--- start of SUPPLIED RECORDS ---

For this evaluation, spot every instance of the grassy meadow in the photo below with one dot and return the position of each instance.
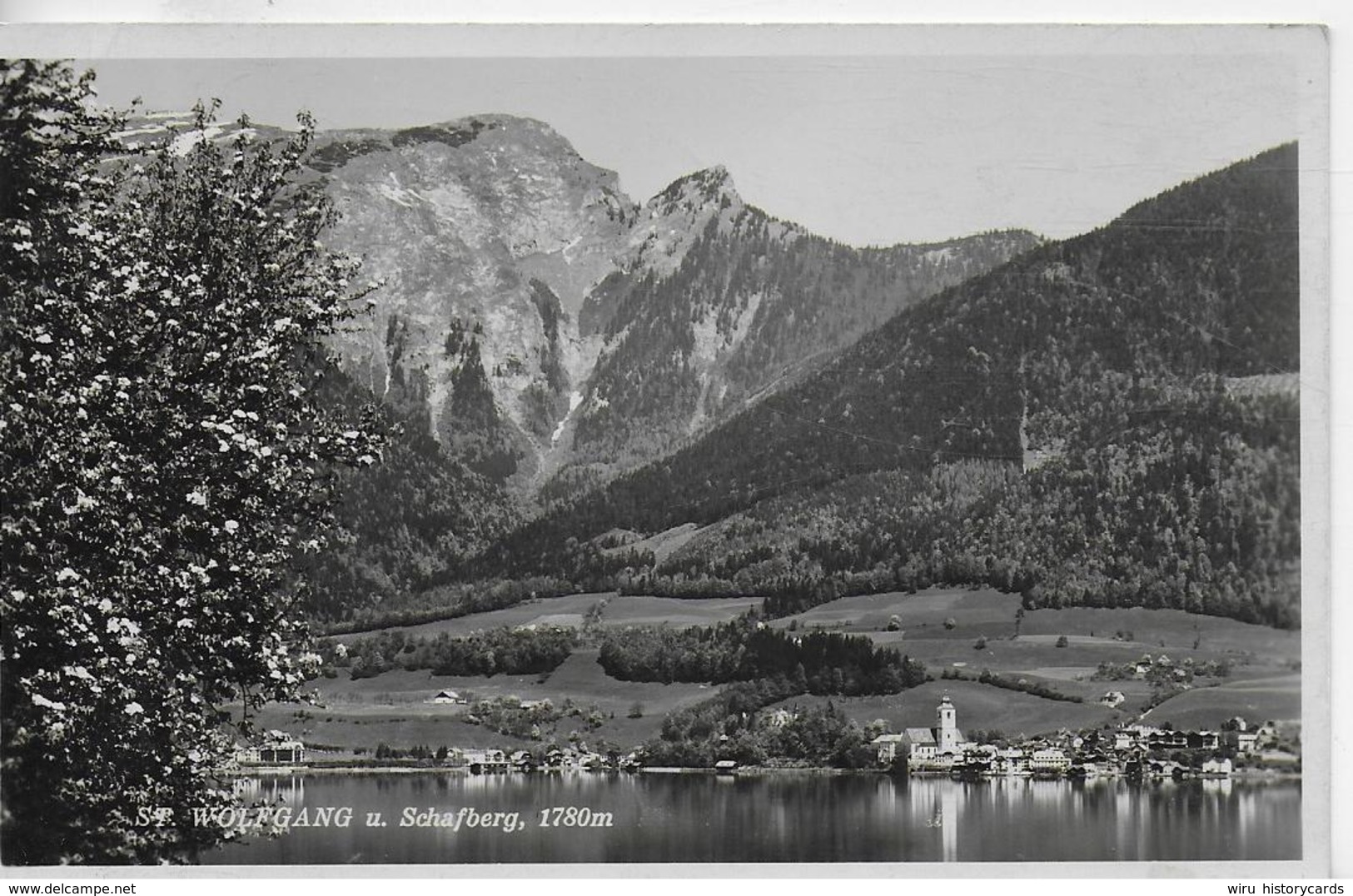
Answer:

--- end of SUPPLIED RECORDS ---
--- start of SUPPLIED RECORDS ---

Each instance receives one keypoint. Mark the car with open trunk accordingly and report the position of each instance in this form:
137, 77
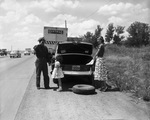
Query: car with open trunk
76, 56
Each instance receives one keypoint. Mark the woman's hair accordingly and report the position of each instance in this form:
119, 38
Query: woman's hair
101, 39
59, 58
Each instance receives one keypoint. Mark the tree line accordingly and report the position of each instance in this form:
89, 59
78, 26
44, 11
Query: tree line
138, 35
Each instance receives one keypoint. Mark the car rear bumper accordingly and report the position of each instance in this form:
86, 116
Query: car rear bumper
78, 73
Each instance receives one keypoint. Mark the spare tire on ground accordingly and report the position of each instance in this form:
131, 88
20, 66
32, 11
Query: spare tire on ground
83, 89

--- end of SUPPLIED RECORDS ---

◆ THE PROBLEM ◆
Copy out every line of the listing above that contains the word "bumper".

◆ RESULT BELOW ◆
Each instance receives one keypoint. Mark the car rear bumper accordingly and report the position of each instance in this form:
Query: car rear bumper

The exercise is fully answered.